What you need to do: Please find each row below that contains the word "nose" and copy those rows in full.

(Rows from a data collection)
--- START ---

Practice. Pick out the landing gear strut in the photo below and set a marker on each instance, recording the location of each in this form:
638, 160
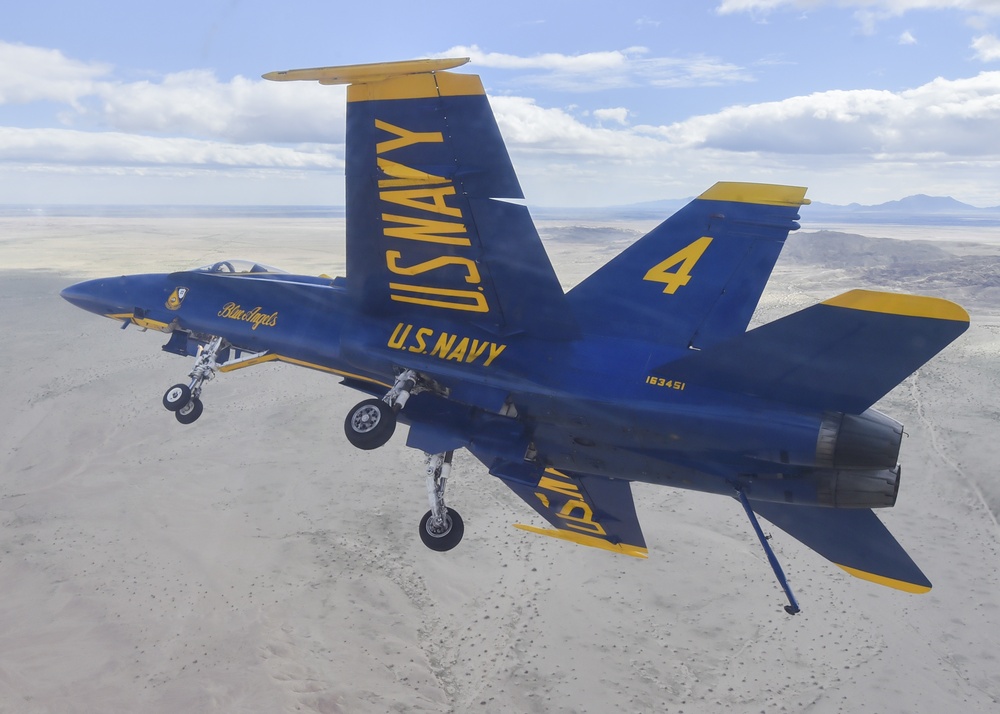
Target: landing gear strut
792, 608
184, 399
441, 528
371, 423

--- END ---
--- START ---

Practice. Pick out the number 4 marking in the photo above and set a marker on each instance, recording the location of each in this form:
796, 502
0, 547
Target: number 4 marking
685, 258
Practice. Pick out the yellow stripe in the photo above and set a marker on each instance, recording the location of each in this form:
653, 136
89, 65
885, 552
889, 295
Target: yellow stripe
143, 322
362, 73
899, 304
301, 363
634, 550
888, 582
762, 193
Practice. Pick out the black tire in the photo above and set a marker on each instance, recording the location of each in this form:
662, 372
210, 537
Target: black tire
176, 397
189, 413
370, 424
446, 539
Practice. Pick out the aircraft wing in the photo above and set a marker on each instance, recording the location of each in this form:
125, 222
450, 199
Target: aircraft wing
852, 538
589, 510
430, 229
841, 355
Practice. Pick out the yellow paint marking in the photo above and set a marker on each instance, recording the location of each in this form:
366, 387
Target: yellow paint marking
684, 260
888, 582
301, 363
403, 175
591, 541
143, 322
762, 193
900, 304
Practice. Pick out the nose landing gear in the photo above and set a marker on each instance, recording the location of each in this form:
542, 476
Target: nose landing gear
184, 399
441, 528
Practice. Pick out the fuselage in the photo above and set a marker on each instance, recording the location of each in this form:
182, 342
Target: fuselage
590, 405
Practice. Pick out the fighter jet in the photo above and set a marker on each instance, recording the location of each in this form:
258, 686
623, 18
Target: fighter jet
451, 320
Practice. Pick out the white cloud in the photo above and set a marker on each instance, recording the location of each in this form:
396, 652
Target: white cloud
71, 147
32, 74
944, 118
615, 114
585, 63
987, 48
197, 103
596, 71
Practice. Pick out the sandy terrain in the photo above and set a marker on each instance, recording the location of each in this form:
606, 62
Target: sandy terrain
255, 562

--- END ---
--- START ---

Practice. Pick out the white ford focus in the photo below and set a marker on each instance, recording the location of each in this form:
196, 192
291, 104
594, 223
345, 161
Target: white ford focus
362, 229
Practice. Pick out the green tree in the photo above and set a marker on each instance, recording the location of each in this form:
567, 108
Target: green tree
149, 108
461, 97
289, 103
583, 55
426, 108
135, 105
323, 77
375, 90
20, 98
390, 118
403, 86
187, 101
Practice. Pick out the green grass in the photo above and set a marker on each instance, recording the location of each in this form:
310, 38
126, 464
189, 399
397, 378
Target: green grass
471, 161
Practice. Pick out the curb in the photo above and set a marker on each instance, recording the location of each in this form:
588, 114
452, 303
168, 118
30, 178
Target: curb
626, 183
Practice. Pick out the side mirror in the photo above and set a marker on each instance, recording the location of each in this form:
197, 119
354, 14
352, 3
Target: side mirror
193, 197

--- END ---

Exercise output:
Practice. Pick out the nose landing gear in the photo above and set a marker on each instance, recording the location of each in this form:
Target: nose landing gear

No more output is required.